__TEXT SECTION__.

* Begin *

It seems like magic always happens when you go somewhere and are asked to remove your shoes. Some prime examples from my life include the Taj Mahal, Pipilotti Rist‘s ‘Worry Will Vanish‘ at Hauser & Wirth and my best friend’s annual New Year’s Day dinner – a Japanese and Hawaiian feast at her family’s twinkle-lit home in California. All sheer magic.
The point being, when I was given little plastic booties to slip over my leather platforms before being allowed to enter Dominic Hawgood‘s, ‘Under The Influence‘ at TJ Boulting last Thursday evening, I knew I was in for something special. Hawgood is the recipient of the British Journal of Photography’s International series award and this impressive exhibition is his first solo show.
The upper lobby of the gallery was packed, everyone squeezing to get to the top of the stairs, shimmy into their booties and make their way down. Descending the white staircase in the slippers felt like a ritual, as if whatever we were about to see below was sacred, pure, demanding of respect. And of course, the work itself was all of those things.
In fact, ‘Under The Influence‘ is a series of photographs that tells the story of a highly sacred ritual: exorcism. A far cry from the spinning head, projectile vomiting you may be imagining however, this work is highly ambiguous and at times quite sterile, like little non-specific snapshots of the process of delivering one from evil.
There are two main styles of work in the show, the majority of the images being black and white photographs on vinyl. These works depict close-ups of what I presume are elements of the exorcism ritual – a woman face-down on the ground gripping at the floor underneath her like nails grasping at a chalk board, another woman staring down at a sheet of paper, one singular line of drool stubbornly hanging on to her bottom lip.

* End *

__WRITTEN PROBLEM__. In the exhibition review, what award is Dominic Hawgood said to have received?

__RECORD SET__.
* Begin *

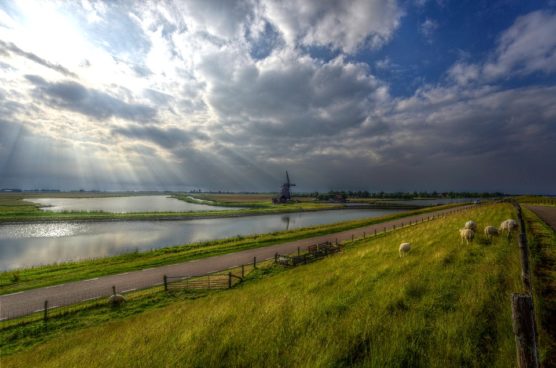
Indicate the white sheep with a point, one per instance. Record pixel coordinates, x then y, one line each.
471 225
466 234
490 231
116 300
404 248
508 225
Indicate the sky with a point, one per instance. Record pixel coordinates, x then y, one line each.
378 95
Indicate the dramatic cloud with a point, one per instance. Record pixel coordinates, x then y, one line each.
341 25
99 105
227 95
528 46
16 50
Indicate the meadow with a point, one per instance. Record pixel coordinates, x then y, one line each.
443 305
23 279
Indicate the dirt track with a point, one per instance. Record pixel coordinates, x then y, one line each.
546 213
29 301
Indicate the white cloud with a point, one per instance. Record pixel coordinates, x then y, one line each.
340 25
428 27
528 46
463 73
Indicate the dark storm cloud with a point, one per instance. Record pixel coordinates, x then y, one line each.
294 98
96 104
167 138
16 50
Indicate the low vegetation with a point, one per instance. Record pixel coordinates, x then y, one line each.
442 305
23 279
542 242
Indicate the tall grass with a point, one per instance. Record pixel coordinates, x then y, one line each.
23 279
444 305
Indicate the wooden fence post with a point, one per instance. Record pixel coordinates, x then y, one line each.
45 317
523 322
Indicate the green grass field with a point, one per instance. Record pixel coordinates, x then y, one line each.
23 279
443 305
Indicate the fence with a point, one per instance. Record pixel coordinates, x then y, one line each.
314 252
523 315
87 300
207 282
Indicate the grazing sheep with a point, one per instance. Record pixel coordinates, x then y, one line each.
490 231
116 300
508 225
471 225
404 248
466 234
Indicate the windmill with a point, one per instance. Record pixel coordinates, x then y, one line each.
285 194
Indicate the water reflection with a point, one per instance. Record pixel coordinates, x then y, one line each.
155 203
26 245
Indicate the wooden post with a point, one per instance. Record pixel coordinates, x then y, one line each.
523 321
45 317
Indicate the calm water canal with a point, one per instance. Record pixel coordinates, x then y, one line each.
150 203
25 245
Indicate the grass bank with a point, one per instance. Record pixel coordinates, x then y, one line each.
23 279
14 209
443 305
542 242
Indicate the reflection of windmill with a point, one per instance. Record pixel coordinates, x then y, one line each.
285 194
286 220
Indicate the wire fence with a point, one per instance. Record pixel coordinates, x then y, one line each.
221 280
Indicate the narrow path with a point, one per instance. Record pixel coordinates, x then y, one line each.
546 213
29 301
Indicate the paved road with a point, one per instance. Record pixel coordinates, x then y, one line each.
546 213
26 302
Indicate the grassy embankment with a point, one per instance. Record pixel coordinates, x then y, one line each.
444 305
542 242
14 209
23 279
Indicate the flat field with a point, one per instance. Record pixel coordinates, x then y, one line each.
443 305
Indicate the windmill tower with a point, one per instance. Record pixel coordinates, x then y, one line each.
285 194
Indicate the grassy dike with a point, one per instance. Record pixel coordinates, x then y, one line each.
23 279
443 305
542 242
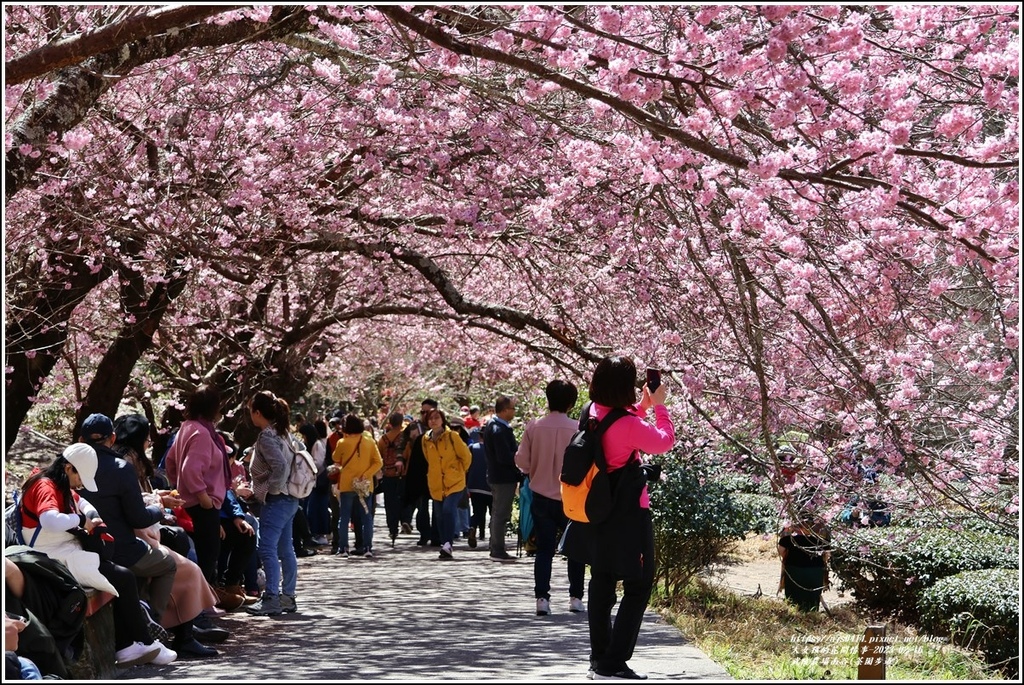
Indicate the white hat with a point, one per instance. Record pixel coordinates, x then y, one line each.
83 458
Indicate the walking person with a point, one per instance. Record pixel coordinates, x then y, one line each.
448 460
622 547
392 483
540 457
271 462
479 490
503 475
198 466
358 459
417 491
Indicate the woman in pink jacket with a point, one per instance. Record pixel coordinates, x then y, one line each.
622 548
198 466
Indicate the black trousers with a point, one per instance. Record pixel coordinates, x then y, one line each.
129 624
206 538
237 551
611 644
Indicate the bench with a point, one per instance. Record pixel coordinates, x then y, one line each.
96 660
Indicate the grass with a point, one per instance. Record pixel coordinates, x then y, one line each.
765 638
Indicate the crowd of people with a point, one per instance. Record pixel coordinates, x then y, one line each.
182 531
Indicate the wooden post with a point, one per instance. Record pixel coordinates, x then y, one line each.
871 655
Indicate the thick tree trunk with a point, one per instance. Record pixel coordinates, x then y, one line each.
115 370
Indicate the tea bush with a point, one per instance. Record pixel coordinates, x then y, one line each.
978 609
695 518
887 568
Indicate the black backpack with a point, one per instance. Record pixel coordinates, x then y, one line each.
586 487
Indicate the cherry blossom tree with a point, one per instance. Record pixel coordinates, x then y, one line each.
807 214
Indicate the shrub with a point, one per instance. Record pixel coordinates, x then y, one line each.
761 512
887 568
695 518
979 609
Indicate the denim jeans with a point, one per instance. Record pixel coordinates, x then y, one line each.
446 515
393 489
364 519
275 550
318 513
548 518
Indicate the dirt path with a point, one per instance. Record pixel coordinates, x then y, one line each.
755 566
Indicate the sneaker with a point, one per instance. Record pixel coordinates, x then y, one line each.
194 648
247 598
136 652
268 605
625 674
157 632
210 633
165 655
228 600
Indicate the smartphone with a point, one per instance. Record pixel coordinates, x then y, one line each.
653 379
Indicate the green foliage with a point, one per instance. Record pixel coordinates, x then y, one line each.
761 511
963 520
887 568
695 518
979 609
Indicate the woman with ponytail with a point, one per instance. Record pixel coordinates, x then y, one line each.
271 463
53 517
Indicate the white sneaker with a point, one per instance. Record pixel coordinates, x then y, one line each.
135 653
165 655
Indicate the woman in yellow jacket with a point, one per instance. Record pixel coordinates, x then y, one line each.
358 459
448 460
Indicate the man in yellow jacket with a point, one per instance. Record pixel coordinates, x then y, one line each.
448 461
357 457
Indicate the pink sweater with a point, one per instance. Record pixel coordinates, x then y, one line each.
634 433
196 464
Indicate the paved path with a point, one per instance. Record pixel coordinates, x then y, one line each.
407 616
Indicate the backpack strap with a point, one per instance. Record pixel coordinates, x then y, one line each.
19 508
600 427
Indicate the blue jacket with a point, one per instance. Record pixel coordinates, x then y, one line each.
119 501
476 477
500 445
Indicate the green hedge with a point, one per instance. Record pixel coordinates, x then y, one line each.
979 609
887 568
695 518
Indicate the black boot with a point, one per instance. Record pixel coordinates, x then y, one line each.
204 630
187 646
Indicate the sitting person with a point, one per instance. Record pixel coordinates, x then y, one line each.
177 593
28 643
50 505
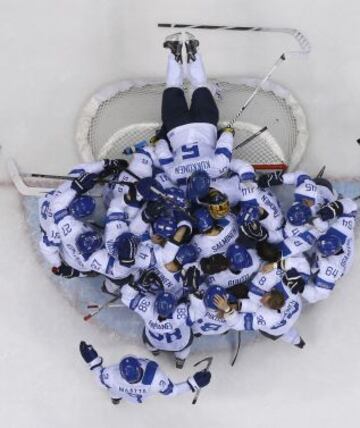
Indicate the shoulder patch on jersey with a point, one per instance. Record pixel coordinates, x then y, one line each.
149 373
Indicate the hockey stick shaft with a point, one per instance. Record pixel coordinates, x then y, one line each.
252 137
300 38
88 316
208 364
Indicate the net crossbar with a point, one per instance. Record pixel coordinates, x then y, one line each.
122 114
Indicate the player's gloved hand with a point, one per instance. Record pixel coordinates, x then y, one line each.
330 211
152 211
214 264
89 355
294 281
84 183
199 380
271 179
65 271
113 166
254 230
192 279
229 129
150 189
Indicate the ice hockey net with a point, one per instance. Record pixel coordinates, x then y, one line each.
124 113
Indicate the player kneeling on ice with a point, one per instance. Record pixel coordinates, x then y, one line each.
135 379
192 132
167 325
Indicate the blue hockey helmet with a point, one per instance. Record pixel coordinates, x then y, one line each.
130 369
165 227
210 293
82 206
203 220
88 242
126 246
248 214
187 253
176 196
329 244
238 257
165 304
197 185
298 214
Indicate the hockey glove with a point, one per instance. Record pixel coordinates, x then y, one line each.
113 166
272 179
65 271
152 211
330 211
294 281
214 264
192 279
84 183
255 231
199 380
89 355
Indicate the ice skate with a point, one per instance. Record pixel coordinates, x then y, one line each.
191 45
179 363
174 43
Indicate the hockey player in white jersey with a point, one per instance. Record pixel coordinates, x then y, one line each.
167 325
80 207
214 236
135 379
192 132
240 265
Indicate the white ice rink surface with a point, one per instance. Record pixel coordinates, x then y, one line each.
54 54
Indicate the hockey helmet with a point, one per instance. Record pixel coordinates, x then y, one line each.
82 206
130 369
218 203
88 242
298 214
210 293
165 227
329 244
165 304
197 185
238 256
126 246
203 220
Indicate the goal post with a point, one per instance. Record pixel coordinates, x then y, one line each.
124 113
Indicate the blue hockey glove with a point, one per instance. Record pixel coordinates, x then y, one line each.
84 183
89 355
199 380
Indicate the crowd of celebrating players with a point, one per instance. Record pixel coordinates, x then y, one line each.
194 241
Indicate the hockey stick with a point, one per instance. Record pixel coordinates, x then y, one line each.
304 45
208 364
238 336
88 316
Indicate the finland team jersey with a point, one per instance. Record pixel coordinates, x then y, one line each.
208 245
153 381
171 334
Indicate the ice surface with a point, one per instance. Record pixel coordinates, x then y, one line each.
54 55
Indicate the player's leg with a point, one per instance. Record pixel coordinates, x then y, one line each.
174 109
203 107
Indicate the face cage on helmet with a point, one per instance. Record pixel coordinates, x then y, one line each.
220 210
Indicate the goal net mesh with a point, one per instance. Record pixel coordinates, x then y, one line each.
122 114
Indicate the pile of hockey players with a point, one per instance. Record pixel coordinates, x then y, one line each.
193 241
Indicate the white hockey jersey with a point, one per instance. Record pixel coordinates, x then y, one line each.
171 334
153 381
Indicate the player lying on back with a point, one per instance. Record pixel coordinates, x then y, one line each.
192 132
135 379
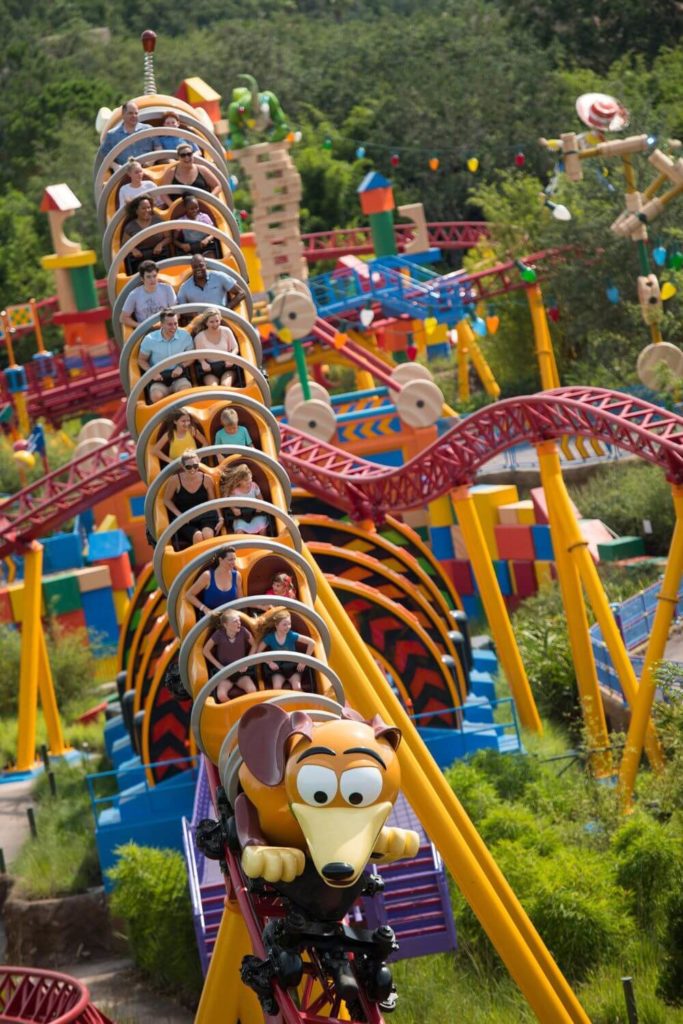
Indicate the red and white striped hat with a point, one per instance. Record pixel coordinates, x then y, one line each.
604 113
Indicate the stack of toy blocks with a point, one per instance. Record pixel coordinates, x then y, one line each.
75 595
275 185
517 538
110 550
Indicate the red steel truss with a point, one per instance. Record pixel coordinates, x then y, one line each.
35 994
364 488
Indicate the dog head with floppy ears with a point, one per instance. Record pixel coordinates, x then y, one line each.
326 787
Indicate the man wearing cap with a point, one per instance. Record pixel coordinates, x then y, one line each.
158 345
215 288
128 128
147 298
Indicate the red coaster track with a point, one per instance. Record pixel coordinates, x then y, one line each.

* End *

__TASK ANSWER__. The British Journal of Photography's International series award.